◆ Work task: Everything from the line containing "In this exercise you will locate the electrical" to the last line of the material below must be retyped exactly, both ends included; skip the pictures.

◆ Data excerpts:
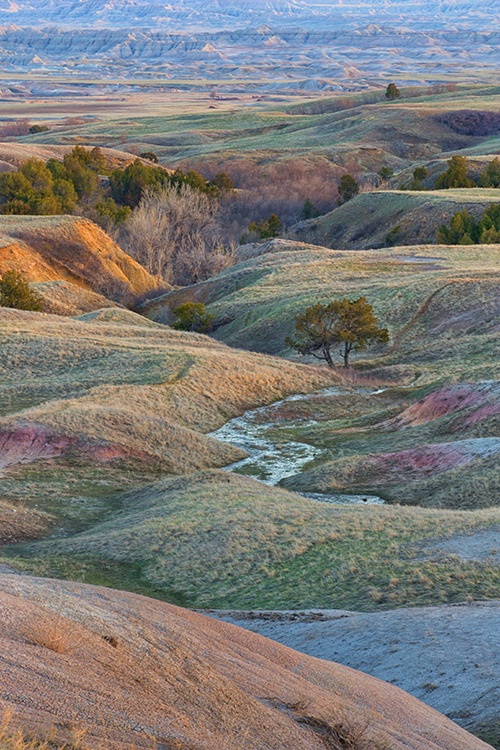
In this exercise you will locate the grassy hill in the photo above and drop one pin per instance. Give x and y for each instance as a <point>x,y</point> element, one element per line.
<point>74,250</point>
<point>213,539</point>
<point>110,659</point>
<point>343,128</point>
<point>417,292</point>
<point>441,307</point>
<point>391,217</point>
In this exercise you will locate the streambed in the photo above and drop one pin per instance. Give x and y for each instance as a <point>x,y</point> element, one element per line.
<point>271,462</point>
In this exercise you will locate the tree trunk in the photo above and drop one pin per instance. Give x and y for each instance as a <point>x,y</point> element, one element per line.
<point>328,357</point>
<point>345,355</point>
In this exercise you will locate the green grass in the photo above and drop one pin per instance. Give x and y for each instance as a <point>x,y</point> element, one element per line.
<point>410,217</point>
<point>262,295</point>
<point>400,132</point>
<point>218,540</point>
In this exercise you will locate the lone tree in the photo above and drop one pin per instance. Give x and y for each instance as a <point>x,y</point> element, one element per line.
<point>392,92</point>
<point>349,324</point>
<point>192,316</point>
<point>348,188</point>
<point>15,292</point>
<point>456,175</point>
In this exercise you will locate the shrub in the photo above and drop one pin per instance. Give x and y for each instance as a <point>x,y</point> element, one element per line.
<point>15,292</point>
<point>455,176</point>
<point>392,92</point>
<point>192,316</point>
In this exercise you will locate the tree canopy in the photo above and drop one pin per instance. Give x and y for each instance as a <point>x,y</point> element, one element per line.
<point>455,176</point>
<point>15,292</point>
<point>192,316</point>
<point>465,229</point>
<point>347,324</point>
<point>392,92</point>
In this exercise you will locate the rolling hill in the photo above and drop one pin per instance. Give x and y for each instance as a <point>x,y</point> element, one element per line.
<point>75,251</point>
<point>391,217</point>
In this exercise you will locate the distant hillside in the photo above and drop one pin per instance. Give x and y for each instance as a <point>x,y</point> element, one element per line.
<point>391,217</point>
<point>15,154</point>
<point>70,249</point>
<point>112,659</point>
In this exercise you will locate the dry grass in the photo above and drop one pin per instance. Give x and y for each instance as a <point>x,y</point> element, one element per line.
<point>72,249</point>
<point>13,737</point>
<point>412,217</point>
<point>227,541</point>
<point>19,523</point>
<point>183,680</point>
<point>418,292</point>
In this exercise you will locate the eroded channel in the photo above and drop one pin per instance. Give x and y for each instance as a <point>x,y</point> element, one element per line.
<point>271,462</point>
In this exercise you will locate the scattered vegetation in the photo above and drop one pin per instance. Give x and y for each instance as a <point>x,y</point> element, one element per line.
<point>264,229</point>
<point>348,188</point>
<point>392,92</point>
<point>348,324</point>
<point>455,176</point>
<point>214,539</point>
<point>15,292</point>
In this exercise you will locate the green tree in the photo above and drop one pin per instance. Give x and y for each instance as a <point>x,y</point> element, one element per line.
<point>15,292</point>
<point>491,175</point>
<point>348,324</point>
<point>348,188</point>
<point>223,182</point>
<point>455,176</point>
<point>463,230</point>
<point>192,316</point>
<point>309,210</point>
<point>392,92</point>
<point>385,173</point>
<point>36,172</point>
<point>267,228</point>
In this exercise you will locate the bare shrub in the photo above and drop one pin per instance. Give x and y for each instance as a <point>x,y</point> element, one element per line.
<point>282,188</point>
<point>174,234</point>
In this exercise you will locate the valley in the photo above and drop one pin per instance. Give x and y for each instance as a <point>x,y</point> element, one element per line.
<point>151,476</point>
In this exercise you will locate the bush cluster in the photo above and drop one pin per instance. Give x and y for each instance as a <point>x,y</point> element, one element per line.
<point>465,229</point>
<point>78,183</point>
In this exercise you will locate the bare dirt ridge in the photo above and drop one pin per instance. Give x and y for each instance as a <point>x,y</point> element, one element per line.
<point>445,655</point>
<point>70,249</point>
<point>97,662</point>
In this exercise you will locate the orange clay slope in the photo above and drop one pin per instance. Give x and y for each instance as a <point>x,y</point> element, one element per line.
<point>119,670</point>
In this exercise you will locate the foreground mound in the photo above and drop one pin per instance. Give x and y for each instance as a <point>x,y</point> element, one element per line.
<point>71,249</point>
<point>391,217</point>
<point>112,667</point>
<point>457,677</point>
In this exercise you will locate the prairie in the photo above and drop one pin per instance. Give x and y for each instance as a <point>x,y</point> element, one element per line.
<point>220,540</point>
<point>391,217</point>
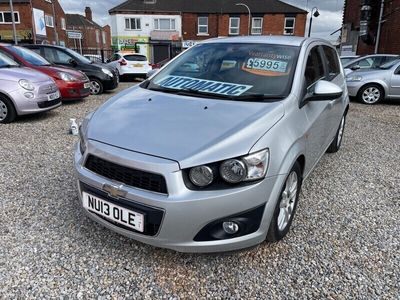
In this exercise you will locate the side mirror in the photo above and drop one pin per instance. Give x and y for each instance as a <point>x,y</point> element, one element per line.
<point>152,72</point>
<point>324,91</point>
<point>73,62</point>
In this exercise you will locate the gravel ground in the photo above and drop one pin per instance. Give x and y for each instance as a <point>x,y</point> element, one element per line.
<point>344,241</point>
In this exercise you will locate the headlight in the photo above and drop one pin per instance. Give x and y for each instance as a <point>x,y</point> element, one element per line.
<point>247,168</point>
<point>107,72</point>
<point>201,176</point>
<point>233,171</point>
<point>354,78</point>
<point>67,77</point>
<point>26,84</point>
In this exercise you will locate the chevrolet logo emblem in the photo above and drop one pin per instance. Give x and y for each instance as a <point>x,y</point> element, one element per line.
<point>114,191</point>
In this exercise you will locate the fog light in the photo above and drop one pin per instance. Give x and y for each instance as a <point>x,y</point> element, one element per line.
<point>230,227</point>
<point>29,95</point>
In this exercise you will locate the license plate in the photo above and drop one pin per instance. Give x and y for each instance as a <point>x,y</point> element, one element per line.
<point>53,96</point>
<point>110,211</point>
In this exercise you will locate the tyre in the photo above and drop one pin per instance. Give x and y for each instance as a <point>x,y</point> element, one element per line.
<point>371,94</point>
<point>7,110</point>
<point>337,141</point>
<point>285,206</point>
<point>96,87</point>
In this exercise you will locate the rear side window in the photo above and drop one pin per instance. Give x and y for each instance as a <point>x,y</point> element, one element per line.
<point>314,67</point>
<point>135,57</point>
<point>332,62</point>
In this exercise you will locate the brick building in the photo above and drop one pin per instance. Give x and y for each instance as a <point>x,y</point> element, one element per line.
<point>155,24</point>
<point>37,21</point>
<point>360,25</point>
<point>94,36</point>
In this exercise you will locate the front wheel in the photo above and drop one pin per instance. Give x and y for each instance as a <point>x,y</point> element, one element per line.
<point>286,206</point>
<point>337,141</point>
<point>96,87</point>
<point>7,110</point>
<point>371,94</point>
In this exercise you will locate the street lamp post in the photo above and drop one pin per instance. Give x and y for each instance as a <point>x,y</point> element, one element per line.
<point>248,8</point>
<point>13,21</point>
<point>315,14</point>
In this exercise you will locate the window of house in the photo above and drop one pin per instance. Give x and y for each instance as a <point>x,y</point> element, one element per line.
<point>49,21</point>
<point>5,17</point>
<point>234,24</point>
<point>332,62</point>
<point>202,27</point>
<point>63,24</point>
<point>97,36</point>
<point>314,68</point>
<point>256,25</point>
<point>164,24</point>
<point>289,26</point>
<point>133,24</point>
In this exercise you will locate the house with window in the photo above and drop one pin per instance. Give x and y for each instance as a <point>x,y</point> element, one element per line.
<point>182,23</point>
<point>93,37</point>
<point>36,21</point>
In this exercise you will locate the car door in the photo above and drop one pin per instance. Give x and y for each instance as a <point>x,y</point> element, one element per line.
<point>317,112</point>
<point>394,91</point>
<point>335,107</point>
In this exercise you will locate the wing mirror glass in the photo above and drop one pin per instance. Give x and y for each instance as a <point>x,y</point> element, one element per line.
<point>324,91</point>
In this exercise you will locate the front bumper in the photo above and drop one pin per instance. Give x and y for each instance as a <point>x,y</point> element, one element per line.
<point>185,212</point>
<point>39,103</point>
<point>353,87</point>
<point>73,90</point>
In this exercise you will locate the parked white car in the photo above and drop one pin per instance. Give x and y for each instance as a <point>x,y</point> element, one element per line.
<point>130,64</point>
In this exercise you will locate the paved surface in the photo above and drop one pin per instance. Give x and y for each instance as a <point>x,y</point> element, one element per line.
<point>344,243</point>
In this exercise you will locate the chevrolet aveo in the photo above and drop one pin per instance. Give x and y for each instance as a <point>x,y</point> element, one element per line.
<point>210,153</point>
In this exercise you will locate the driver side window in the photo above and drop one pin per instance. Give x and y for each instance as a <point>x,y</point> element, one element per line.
<point>314,68</point>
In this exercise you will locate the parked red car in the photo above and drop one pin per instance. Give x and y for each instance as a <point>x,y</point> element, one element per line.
<point>73,84</point>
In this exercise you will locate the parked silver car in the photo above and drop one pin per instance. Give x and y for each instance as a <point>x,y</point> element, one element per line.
<point>372,61</point>
<point>212,157</point>
<point>372,86</point>
<point>24,91</point>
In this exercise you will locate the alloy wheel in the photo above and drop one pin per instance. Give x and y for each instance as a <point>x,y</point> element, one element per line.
<point>3,110</point>
<point>95,87</point>
<point>371,95</point>
<point>288,201</point>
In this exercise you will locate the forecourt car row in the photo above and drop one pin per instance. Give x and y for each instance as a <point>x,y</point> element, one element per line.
<point>39,80</point>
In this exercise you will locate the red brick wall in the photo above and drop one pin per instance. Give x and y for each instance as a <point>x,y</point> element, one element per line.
<point>389,43</point>
<point>26,20</point>
<point>218,25</point>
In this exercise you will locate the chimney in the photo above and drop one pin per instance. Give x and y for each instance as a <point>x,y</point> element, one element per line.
<point>88,13</point>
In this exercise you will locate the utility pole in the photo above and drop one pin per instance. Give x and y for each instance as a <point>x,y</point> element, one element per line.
<point>13,21</point>
<point>378,34</point>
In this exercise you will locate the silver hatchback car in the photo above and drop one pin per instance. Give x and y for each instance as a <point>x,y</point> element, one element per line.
<point>24,91</point>
<point>210,153</point>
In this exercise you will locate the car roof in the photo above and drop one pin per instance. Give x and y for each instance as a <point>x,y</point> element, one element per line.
<point>267,39</point>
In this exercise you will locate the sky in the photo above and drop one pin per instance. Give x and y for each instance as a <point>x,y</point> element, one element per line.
<point>330,18</point>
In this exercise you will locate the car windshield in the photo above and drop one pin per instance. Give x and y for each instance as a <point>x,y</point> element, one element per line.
<point>390,64</point>
<point>30,56</point>
<point>6,62</point>
<point>78,57</point>
<point>230,70</point>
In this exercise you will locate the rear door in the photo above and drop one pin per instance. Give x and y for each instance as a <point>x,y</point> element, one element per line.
<point>335,107</point>
<point>317,112</point>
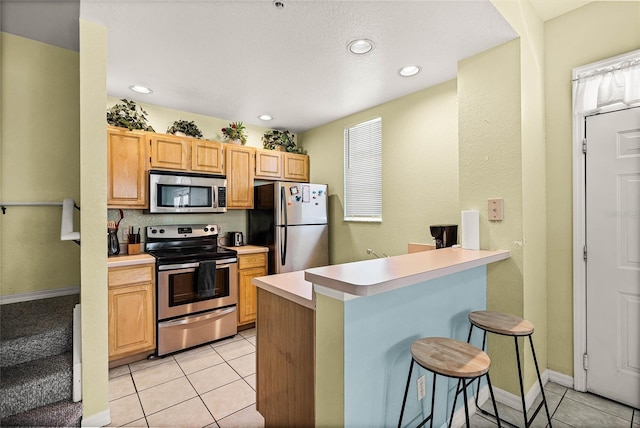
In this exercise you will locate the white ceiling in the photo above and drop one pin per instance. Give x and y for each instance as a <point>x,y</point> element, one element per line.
<point>238,59</point>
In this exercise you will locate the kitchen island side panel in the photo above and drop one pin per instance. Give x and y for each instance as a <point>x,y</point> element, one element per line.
<point>285,367</point>
<point>378,332</point>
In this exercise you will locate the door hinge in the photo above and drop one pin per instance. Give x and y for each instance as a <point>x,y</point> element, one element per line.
<point>585,361</point>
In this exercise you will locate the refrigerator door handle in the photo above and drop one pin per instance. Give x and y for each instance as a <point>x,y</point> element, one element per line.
<point>283,243</point>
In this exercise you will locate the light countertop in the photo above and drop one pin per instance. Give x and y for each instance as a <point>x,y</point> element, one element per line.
<point>369,277</point>
<point>130,260</point>
<point>291,285</point>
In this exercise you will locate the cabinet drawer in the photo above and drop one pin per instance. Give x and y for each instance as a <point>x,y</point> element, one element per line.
<point>247,261</point>
<point>127,275</point>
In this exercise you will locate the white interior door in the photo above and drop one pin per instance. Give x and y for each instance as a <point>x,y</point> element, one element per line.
<point>613,255</point>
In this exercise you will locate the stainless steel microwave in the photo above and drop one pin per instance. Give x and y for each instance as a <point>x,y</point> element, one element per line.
<point>183,192</point>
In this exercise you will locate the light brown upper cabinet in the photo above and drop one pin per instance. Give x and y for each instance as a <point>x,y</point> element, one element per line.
<point>207,156</point>
<point>169,151</point>
<point>240,167</point>
<point>127,158</point>
<point>296,167</point>
<point>268,164</point>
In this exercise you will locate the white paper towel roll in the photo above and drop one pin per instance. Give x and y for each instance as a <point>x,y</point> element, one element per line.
<point>471,229</point>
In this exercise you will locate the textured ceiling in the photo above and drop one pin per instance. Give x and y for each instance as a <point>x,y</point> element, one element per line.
<point>238,59</point>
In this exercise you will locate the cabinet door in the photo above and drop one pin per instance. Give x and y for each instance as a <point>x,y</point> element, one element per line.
<point>131,320</point>
<point>207,156</point>
<point>240,167</point>
<point>268,164</point>
<point>126,169</point>
<point>296,167</point>
<point>169,151</point>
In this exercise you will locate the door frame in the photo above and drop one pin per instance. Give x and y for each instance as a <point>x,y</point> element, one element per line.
<point>579,224</point>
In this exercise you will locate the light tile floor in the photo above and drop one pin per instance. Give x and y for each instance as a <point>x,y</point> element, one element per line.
<point>568,408</point>
<point>209,386</point>
<point>214,386</point>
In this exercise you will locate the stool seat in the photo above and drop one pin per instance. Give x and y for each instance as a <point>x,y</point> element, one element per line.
<point>501,323</point>
<point>450,357</point>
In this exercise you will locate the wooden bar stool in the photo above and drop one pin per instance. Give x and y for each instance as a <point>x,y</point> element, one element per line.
<point>509,325</point>
<point>450,358</point>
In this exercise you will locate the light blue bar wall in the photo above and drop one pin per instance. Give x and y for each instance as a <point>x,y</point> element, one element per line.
<point>378,334</point>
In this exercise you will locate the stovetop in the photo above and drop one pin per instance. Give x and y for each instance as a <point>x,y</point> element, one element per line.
<point>185,243</point>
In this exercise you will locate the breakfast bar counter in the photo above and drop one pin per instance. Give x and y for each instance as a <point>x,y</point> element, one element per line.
<point>333,345</point>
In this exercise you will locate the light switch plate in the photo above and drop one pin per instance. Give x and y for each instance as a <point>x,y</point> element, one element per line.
<point>496,209</point>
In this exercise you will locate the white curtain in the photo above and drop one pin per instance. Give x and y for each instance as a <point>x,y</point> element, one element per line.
<point>616,84</point>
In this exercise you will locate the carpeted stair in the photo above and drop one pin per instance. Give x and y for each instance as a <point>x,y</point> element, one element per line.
<point>36,363</point>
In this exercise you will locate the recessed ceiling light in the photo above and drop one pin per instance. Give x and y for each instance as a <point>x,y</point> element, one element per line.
<point>140,89</point>
<point>410,70</point>
<point>360,46</point>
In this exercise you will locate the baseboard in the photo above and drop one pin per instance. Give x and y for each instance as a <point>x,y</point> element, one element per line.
<point>36,295</point>
<point>561,379</point>
<point>101,419</point>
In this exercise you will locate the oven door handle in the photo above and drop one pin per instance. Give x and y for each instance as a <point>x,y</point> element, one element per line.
<point>197,318</point>
<point>219,264</point>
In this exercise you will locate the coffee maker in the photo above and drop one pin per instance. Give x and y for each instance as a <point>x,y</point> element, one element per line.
<point>446,235</point>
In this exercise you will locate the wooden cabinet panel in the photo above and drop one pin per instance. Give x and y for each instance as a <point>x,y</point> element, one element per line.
<point>169,151</point>
<point>240,167</point>
<point>286,344</point>
<point>131,275</point>
<point>296,167</point>
<point>268,164</point>
<point>207,156</point>
<point>126,169</point>
<point>131,310</point>
<point>249,266</point>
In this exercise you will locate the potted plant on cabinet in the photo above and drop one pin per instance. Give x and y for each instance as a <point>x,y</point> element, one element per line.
<point>184,128</point>
<point>235,133</point>
<point>275,139</point>
<point>128,115</point>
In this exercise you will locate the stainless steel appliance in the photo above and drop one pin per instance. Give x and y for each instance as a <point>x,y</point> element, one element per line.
<point>196,286</point>
<point>291,219</point>
<point>182,192</point>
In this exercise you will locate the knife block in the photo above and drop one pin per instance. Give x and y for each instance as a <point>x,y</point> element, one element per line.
<point>134,248</point>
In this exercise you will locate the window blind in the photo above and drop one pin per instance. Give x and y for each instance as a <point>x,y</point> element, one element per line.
<point>363,171</point>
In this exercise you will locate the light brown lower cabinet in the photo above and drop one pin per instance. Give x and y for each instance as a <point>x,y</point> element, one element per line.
<point>285,362</point>
<point>131,310</point>
<point>249,266</point>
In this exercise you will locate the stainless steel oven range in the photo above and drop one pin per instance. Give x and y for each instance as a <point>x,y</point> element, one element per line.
<point>197,286</point>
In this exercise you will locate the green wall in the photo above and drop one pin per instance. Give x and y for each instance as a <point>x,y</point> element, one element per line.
<point>93,175</point>
<point>596,31</point>
<point>40,162</point>
<point>420,173</point>
<point>490,166</point>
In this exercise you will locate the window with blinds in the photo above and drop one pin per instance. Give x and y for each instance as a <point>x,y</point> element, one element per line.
<point>363,171</point>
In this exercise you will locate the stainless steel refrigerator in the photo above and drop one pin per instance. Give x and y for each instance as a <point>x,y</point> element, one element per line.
<point>291,219</point>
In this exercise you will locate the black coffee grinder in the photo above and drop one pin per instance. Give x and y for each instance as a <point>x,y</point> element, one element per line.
<point>446,235</point>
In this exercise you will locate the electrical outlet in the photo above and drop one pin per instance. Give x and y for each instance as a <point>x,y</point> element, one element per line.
<point>495,209</point>
<point>421,388</point>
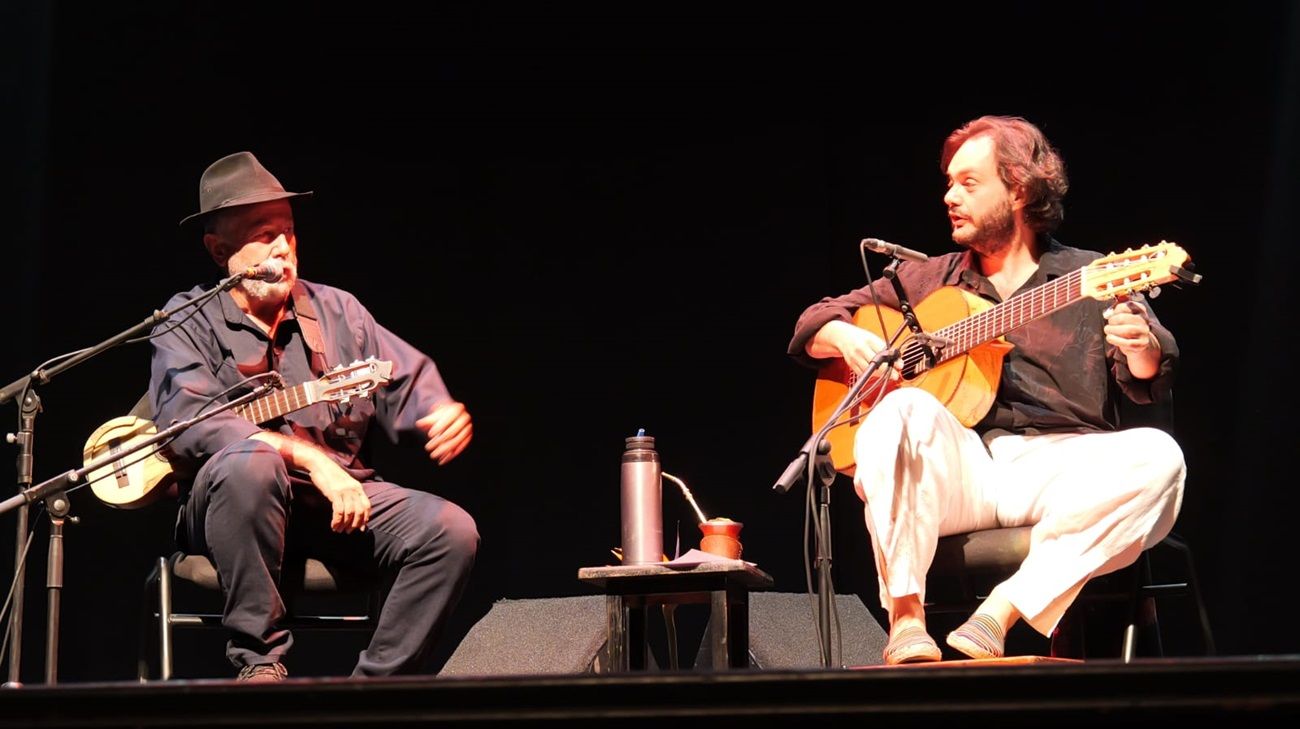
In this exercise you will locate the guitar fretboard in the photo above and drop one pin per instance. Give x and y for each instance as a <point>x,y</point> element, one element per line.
<point>1012,313</point>
<point>269,407</point>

◆ Exercise solution:
In this exercise you will locate the electrical outlet in the photo above and drop one pin per instance. Give x and y for each instance as a <point>x,y</point> element, one element per line.
<point>495,209</point>
<point>421,388</point>
In this exercise you will locate the guitar fretboard in the photo above and drop one pin per instance. Give x and y for each instance as a <point>x,y</point> element, one element per line.
<point>1012,313</point>
<point>269,407</point>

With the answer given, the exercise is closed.